(Stored data entries)
— START —
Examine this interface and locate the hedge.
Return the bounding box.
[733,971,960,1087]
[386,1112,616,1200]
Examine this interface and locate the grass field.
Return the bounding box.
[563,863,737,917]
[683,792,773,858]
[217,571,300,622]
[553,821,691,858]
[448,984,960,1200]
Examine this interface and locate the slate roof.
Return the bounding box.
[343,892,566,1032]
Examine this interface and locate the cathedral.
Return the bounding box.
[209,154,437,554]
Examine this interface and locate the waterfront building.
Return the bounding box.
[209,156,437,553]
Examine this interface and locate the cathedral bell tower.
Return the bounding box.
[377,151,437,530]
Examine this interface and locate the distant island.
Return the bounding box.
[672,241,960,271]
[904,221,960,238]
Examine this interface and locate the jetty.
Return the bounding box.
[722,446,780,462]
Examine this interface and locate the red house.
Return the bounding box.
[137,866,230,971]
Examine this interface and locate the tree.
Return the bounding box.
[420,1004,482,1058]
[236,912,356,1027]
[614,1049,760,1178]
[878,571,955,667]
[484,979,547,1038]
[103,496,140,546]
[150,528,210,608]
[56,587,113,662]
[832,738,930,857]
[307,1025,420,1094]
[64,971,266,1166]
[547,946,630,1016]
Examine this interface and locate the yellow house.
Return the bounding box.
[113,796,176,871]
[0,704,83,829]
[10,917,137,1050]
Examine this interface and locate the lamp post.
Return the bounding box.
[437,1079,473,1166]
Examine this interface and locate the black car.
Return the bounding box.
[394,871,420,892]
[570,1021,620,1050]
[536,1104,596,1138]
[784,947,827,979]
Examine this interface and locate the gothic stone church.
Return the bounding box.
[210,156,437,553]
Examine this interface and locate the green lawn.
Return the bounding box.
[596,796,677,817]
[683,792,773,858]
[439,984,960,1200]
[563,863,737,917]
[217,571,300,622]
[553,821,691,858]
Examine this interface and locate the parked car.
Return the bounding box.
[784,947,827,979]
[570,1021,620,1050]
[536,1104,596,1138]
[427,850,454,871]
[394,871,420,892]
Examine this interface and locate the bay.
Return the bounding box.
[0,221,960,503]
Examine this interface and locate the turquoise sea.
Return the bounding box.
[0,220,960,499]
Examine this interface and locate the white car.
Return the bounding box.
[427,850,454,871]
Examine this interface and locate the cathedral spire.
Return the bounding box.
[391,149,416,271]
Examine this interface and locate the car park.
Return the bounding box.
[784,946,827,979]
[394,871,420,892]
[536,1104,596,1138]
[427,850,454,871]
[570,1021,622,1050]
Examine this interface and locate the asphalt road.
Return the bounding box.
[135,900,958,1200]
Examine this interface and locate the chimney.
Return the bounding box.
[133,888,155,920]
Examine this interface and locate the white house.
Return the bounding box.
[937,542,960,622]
— END —
Task objective:
Output the stretch of the entries above from the line containing "Examine this interface and locate the cathedral." through the line containing "[10,917,137,1050]", both included, as a numbered list with blank lines left out.

Full output:
1. Examine this interface and locate the cathedral.
2. Return the bounding box.
3. [209,154,437,554]
4. Examine this interface and locate the waterfront building.
5. Return the bounding box.
6. [209,156,437,553]
7. Examine this interface and locate the cathedral bell tower.
8. Return the bounding box.
9. [377,151,437,530]
10. Examine this interface and locate the distant island.
11. Return the bounding box.
12. [672,241,960,271]
13. [904,221,960,238]
14. Examine this interface and locate the jetty.
15. Return the bounding box.
16. [722,446,780,462]
17. Examine this interface and locate the red house.
18. Return the bounding box.
19. [137,866,230,971]
20. Examine this interface and locate the tree.
21. Return the bounding box.
22. [420,1004,482,1058]
23. [236,912,356,1027]
24. [614,1049,760,1178]
25. [878,571,955,667]
26. [484,979,547,1038]
27. [103,496,140,546]
28. [150,528,210,608]
29. [56,587,113,662]
30. [832,738,930,857]
31. [307,1025,420,1094]
32. [64,971,266,1166]
33. [547,946,630,1016]
34. Examine this interface and locate the yellow house.
35. Return the bounding box.
36. [113,796,176,871]
37. [0,704,83,829]
38. [10,917,137,1050]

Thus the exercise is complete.